HOW TO COMPLETE THIS TASK:
Copy all lines below containing "road".
----- AVAILABLE RECORDS
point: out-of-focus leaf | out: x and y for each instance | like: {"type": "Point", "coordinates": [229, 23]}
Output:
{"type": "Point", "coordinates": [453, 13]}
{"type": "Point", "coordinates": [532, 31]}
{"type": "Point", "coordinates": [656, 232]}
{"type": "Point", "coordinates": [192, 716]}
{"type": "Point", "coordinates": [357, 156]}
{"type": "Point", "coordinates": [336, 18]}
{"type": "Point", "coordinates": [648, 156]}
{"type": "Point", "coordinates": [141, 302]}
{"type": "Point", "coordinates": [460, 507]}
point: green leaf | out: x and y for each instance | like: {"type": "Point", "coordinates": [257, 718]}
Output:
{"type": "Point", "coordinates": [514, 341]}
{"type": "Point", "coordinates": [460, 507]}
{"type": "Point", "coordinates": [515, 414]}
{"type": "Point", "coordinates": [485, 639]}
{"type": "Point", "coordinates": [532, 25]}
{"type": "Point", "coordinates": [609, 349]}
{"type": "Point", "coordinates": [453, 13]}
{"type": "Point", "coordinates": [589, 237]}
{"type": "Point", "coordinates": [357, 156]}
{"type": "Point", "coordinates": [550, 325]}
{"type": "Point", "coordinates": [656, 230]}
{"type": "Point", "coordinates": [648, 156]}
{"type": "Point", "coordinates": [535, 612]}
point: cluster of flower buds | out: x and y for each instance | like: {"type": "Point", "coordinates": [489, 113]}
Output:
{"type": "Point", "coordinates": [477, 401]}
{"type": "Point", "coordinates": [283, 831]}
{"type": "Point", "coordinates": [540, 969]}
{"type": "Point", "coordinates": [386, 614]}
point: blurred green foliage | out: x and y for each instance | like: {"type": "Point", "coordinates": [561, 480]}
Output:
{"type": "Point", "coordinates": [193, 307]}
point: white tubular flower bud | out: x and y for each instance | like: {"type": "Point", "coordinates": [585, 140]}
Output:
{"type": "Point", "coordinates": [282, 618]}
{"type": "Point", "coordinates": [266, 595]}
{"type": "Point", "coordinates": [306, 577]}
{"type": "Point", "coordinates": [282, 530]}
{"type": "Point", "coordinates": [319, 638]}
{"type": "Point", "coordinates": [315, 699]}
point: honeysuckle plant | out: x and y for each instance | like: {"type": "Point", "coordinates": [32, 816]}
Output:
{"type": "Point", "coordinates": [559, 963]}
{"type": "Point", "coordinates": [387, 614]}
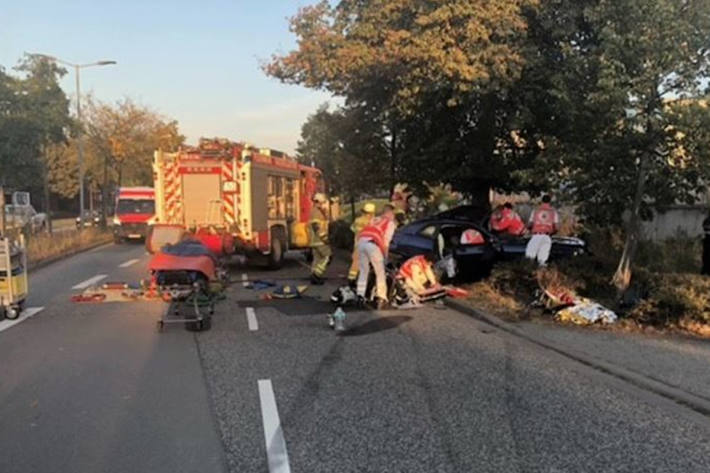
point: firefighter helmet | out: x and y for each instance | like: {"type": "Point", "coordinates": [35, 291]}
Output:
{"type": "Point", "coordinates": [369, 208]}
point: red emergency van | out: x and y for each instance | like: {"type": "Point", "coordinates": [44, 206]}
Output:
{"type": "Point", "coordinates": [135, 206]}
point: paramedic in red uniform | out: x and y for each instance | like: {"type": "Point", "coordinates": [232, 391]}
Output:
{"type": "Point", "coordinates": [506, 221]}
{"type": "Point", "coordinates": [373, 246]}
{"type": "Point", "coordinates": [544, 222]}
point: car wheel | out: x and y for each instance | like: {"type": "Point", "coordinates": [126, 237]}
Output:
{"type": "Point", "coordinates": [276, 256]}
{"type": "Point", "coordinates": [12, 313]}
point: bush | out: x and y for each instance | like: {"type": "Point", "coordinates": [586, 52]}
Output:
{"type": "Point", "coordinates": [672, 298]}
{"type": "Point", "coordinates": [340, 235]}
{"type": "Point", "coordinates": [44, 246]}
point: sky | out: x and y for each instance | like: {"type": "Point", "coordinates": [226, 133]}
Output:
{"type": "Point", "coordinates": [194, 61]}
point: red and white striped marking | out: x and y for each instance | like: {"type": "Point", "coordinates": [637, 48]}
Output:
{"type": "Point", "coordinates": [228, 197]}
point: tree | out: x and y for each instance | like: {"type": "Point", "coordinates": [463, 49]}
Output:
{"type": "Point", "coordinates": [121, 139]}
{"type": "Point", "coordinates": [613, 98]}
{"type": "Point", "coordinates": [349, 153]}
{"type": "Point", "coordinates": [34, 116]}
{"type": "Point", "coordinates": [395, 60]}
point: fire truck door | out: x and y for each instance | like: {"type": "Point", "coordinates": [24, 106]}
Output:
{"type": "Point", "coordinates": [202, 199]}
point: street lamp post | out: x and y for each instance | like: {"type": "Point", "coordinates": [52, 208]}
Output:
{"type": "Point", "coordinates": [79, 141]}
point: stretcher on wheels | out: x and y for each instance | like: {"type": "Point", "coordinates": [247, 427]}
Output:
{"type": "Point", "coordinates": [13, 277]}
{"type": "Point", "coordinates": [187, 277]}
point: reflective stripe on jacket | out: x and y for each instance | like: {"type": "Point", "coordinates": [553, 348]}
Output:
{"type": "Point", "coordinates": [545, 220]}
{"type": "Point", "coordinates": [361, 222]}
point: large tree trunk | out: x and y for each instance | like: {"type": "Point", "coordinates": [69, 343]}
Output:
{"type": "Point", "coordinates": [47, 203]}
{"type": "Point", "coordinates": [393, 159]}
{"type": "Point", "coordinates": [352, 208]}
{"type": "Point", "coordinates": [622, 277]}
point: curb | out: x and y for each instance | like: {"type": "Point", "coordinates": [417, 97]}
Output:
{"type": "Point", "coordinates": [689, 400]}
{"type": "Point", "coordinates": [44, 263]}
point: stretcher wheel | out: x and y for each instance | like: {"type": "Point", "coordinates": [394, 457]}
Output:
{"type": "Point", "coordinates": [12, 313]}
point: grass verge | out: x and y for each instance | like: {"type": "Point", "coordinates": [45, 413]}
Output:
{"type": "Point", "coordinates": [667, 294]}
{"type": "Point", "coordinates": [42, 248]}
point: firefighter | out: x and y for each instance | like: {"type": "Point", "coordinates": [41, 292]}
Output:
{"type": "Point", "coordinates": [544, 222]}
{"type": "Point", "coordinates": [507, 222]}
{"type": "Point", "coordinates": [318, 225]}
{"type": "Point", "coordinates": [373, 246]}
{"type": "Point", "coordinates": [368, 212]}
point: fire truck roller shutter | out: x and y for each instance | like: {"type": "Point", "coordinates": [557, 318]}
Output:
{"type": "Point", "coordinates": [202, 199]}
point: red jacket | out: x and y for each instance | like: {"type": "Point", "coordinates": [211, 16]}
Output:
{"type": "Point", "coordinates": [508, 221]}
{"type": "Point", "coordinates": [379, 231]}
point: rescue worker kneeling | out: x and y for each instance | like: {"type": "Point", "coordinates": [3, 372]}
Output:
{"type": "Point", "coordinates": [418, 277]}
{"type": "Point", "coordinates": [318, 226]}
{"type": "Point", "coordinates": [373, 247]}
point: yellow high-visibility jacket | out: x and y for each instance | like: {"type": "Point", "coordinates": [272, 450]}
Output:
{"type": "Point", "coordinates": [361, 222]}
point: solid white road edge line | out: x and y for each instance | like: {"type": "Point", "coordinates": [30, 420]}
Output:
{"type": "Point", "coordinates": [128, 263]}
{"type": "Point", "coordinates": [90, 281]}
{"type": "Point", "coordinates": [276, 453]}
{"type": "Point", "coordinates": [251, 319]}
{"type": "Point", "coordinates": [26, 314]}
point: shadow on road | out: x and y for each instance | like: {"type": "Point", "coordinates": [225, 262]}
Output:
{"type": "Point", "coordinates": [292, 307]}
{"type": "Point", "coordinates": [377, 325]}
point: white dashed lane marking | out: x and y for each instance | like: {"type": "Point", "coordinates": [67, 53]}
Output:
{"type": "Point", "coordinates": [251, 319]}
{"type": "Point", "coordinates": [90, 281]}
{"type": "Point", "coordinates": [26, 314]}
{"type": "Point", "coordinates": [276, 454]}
----------
----- AVAILABLE RECORDS
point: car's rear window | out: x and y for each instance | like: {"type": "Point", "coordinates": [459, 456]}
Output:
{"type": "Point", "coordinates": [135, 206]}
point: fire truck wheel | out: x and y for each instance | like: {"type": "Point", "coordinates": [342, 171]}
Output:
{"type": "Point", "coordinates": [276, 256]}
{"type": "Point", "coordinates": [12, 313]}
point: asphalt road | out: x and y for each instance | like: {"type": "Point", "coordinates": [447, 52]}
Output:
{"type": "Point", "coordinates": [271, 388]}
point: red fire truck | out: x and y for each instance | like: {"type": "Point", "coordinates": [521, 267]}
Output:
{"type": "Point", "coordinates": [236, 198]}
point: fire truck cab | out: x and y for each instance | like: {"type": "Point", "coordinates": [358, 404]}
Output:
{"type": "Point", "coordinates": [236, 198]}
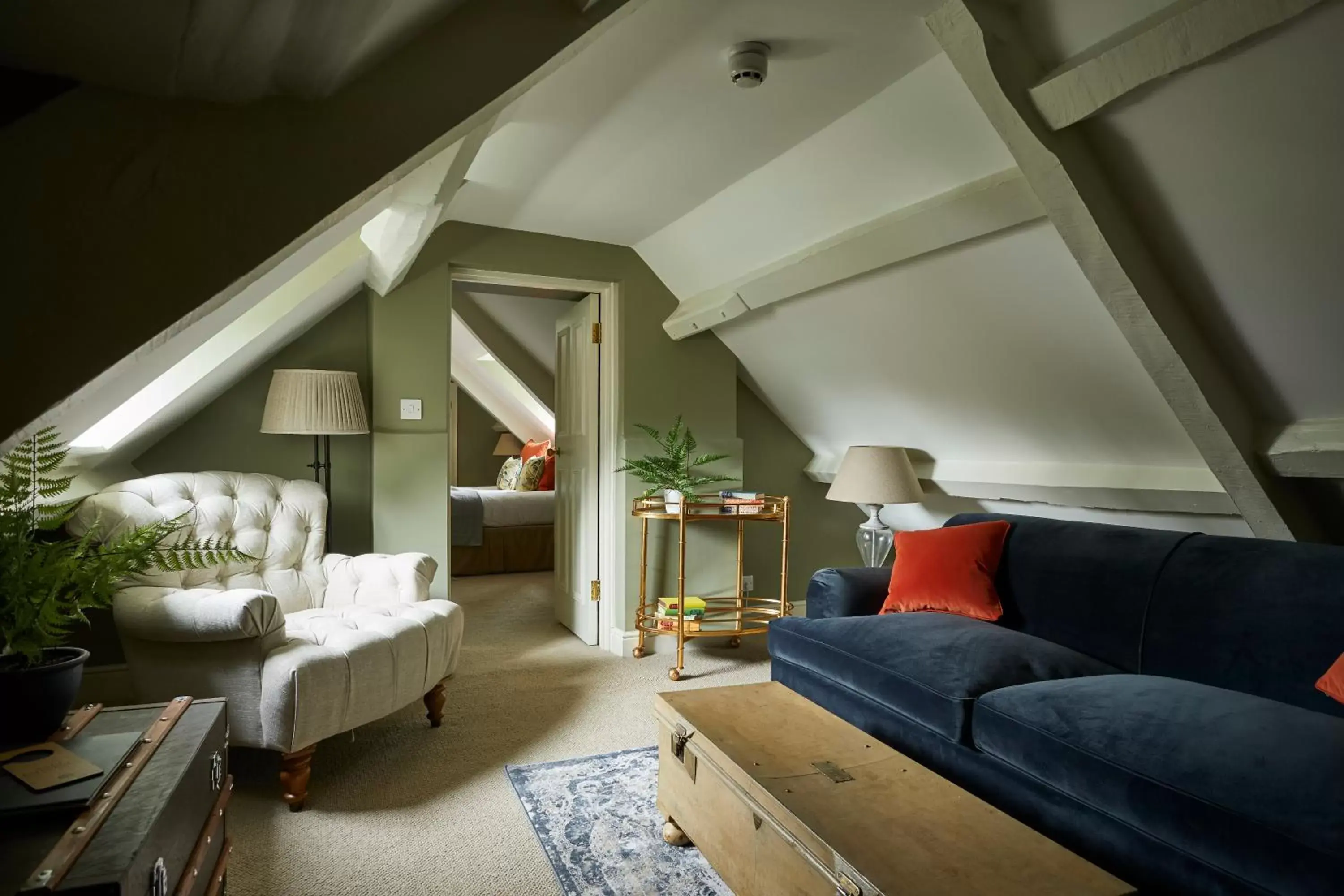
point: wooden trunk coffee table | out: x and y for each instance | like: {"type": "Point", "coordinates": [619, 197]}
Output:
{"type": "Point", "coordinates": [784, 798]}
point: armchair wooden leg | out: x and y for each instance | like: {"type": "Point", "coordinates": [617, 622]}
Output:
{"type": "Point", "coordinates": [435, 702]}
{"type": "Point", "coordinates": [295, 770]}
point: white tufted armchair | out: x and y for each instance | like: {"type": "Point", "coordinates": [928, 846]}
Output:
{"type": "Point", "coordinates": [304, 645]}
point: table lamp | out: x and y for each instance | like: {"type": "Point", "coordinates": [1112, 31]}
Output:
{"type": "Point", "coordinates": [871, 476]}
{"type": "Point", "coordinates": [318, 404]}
----------
SOLUTION:
point: solid white road edge line | out: x and y for each instance | like: {"type": "Point", "coordinates": [30, 420]}
point: shadow on road | out: x and y for each instance | like: {"type": "Point", "coordinates": [225, 262]}
point: asphalt road | out: x and y for each instance | like: {"type": "Point", "coordinates": [447, 52]}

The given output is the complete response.